§ Ausgangstext
□ □ □

Mittwoch, 16. Januar 2013

Fünftägige Flucht ins „deutsche“ Mumbai


Viele Menschen, chaotischer Verkehr, bedeutende Metropole – und dazu Slums, Smog und Straßenkinder. Ob Delhi oder Mumbai, man findet es in beiden Städten. Warum also ins ehemalige Bombay fahren, wenn man doch alles auch in Delhi haben kann?
Na gut, fast alles! Da fängt es nämlich schon an: Mumbai hat Bollywood, Delhi nicht. Mumbai hat einen Hafen, Delhi nicht. Mumbai liegt in der Nähe einer paradiesischen Insel, Delhi nicht. Und: In Mumbai ist es sommerlich warm zurzeit, in Delhi nicht.
Ich wollte die Unterschiede selbst sehen, die offensichtlichen wie die versteckten. Außerdem war Wibke, eine Freundin aus den Londoner Paralympics-Zeitungs-Tagen in diesem Sommer, mit 8 Mitschülern und zwei Lehrern in Mumbai, weil die Gruppe einen Schulwettbewerb gewonnen hatte. Ich konnte also gleich beides verbinden. Mumbai wurde so fast schon deutsch für ein paar Tage…


Nein, wir sind nicht verrückt!
Ein besonderer Gruß an das Paralympics-Zeitungs-Team,
das jetzt zum GOLD-Team geworden ist.

"GOLD - Du kannst mehr als du denkst" heißt der Film über drei Sportler mit Behinderung, der Ende Februar seine Premiere feiert (http://www.du-bist-gold.de/projekt_gold.html)


Der widersprüchlichste Taxifahrer der Stadt

Es war nicht viel wärmer als 5 Grad Celsius, als ich am ersten Freitagabend im neuen Jahr Delhi verließ. Mit dem Zug machte ich mich auf, die rund 1300 Kilometer in den Südwesten zurückzulegen. Dieses Mal etwas komfortabler in der insgesamt zweitbesten Klasse, dafür aber auch teurer. 20 Stunden Fahrtzeit waren angekündigt, am Ende wurden es 22. Da kamen fast Heimatgefühle auf, wobei die Frage ist, ob ich die Deutsche Bahn in diesem Fall nicht überschätze.

□ □ □

§ Bereitgestelltes Material
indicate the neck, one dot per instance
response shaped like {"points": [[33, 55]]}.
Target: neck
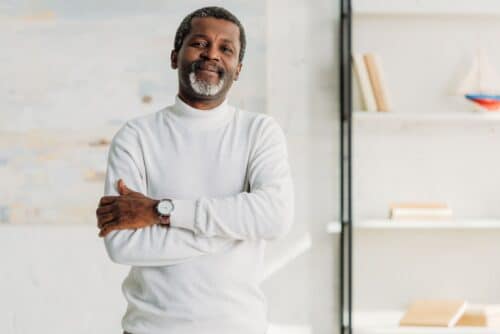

□ □ □

§ Aufgabenziel
Setze den Text über die Reise nach Mumbai im Anschluss an seinen letzten Satz fort. Die Zeilen werden für die Bearbeitung nicht benötigt.

§ Lösung
Ankunft um 20 Uhr in einer unbekannten Mega-City, nicht mehr die mehr als 25 Grad vom Mittag auf dem Temperatur, dazu ein Bahnhof außerhalb des Stadtkerns, in dem mein vorab übers Internet gebuchtes Hotel lag: Die Verspätung war schon etwas ärgerlich. So ließ ich mich gleich vom ersten Taxifahrer besudeln, der mich erst in sein Taxi lotste, bevor er den Preis nannte. Er wollte 850 Rupien, etwa 12 Euro, was ich aus Prinzip als zu hoch abtat. Letztendlich verschaffte ich mir Hilfe bei zwei Indern, die den Preis für mich auf 600 Rupien drückten, was angesichts von über 1,5 Stunden Fahrtzeit aus deutscher Sicht spottbillig ist.
Bevor mir der Taxifahrer seinen Ursprungspreis nannte, überflutete er mich mit Informationen: Wir seien in Bandra Terminal (was ich auf dem Zugticket auch lesen konnte) und ich wollte nach Colaba, der touristischen Halbinsel. Originalzitat des Taxifahrers: „Bandra Terminal. Colaba – end of the Mumbai.“ Das wiederholte er während der Fahrt noch so einige Male. Zum Glück wusste er ja, wo ich hinmusste, oder doch nicht?
Erst fragte er, ob ich die Adresse des Hotels hätte. Hatte ich nicht. Dann fragte er nach der Telefonnummer. Die war zum Glück noch im Handy eingespeichert. Also rief er an, um sich nach dem genauen Weg zu erkundigen. Na gut, Mumbai ist groß, und seine großmäulige Ankündigung wohl nur seiner Geschäftstüchtigkeit geschuldet.
Lächerlich wurde es aber, als er mir zwei Sekunden nach dem Telefonat mitteilte, welches Glück ich gehabt hätte, einen erfahrenen Taxifahrer wie ihn zu erwischen, der seit 24 Jahren Ausländer fährt. Seine jungen Kollegen wären mit mir mindestens drei oder vier Stunden durch die Stadt geirrt aus Unkenntnis des Weges. Da lag mir doch glatt die Frage auf der Zunge: Wo wären wir gelandet, wenn ich die Telefonnummer nicht eingespeichert gehabt hätte?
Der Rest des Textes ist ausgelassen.